Show every line of the material below that contains the string "hiker". Case counts.

Items from a data source
-------

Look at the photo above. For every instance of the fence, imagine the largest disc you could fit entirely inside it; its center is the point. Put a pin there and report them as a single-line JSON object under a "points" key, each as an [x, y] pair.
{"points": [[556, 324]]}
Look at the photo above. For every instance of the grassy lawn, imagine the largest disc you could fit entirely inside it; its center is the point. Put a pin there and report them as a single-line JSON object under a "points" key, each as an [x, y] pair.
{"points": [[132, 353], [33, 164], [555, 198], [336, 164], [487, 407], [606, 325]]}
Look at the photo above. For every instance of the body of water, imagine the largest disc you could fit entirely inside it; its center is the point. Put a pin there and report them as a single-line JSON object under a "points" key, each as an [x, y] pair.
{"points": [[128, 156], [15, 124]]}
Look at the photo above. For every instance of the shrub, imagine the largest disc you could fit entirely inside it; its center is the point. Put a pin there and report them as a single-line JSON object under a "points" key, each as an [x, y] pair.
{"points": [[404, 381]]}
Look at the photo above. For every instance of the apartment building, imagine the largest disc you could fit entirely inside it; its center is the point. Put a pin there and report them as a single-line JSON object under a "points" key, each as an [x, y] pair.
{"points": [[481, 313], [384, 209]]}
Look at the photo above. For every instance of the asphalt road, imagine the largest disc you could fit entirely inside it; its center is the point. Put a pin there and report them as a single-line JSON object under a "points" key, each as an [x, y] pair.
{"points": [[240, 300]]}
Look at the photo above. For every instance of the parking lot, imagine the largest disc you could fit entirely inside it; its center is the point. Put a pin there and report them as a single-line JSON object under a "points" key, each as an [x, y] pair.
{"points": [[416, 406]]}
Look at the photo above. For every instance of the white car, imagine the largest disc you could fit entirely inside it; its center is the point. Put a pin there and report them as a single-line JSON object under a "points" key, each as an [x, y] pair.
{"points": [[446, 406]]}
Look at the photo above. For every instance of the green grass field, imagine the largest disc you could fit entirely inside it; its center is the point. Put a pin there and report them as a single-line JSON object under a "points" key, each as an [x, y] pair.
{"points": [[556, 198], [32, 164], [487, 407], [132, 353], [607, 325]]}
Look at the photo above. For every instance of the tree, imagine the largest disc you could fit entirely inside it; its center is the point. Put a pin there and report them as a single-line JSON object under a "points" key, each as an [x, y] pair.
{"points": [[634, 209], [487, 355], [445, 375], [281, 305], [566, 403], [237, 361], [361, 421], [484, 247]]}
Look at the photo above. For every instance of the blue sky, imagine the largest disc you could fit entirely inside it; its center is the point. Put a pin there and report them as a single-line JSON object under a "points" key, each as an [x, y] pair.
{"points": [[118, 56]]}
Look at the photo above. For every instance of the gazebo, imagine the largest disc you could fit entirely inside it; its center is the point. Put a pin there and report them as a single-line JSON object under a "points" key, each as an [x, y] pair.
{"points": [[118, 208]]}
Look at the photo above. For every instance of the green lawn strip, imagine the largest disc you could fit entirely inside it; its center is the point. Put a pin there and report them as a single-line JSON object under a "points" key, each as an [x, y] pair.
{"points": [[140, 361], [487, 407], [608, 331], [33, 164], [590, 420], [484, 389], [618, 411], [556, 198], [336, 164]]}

-------

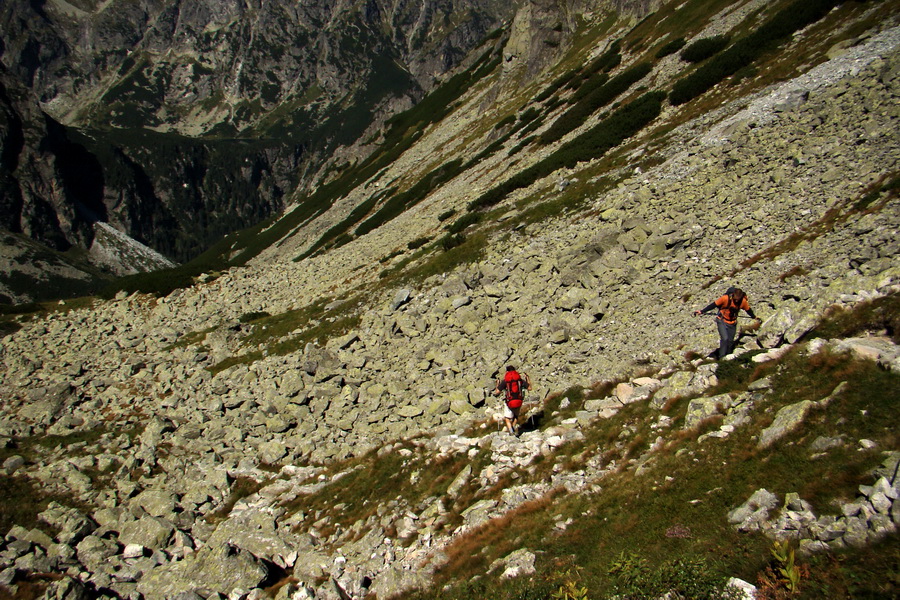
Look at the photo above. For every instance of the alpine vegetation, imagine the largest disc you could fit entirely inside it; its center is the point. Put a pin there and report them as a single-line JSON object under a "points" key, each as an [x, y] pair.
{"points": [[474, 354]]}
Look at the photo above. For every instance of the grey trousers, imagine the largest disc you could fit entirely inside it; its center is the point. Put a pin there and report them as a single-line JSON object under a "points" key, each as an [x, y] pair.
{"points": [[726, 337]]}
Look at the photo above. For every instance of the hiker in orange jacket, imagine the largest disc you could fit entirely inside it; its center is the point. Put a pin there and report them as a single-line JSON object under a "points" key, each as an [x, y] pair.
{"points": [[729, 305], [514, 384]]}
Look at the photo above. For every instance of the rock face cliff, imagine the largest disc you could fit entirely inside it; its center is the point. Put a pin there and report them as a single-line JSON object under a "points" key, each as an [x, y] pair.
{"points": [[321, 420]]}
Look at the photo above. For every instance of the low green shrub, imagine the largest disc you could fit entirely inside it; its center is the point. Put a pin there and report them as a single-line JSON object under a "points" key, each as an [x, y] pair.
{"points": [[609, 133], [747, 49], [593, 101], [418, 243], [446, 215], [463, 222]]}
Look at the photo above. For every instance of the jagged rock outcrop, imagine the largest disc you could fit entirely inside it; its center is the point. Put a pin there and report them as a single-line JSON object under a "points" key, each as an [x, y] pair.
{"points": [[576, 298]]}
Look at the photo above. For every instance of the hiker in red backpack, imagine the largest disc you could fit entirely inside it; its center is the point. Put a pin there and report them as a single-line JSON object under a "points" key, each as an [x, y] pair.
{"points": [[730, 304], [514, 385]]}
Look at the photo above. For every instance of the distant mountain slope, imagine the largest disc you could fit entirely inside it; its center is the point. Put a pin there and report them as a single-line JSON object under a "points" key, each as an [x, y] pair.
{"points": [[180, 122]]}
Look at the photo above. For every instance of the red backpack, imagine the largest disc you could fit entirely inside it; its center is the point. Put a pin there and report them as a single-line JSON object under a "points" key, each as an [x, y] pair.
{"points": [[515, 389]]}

-------

◆ **TASK SOLUTION**:
Look at the photo above. For every instance of the hiker in orange jacket, imagine the largest disc you could fit entirely inside it; its center is the point. Put a pin there and report them as a single-line JSON object under a "points" key, each as an [x, y] pair.
Look at the photo above. For every instance of the hiker in red backpack, imagine the largest disc you could fit entirely inside it; its center is the point. Put a pin there and report them as a single-line JSON object under a "points" key, each as an [x, y] pair.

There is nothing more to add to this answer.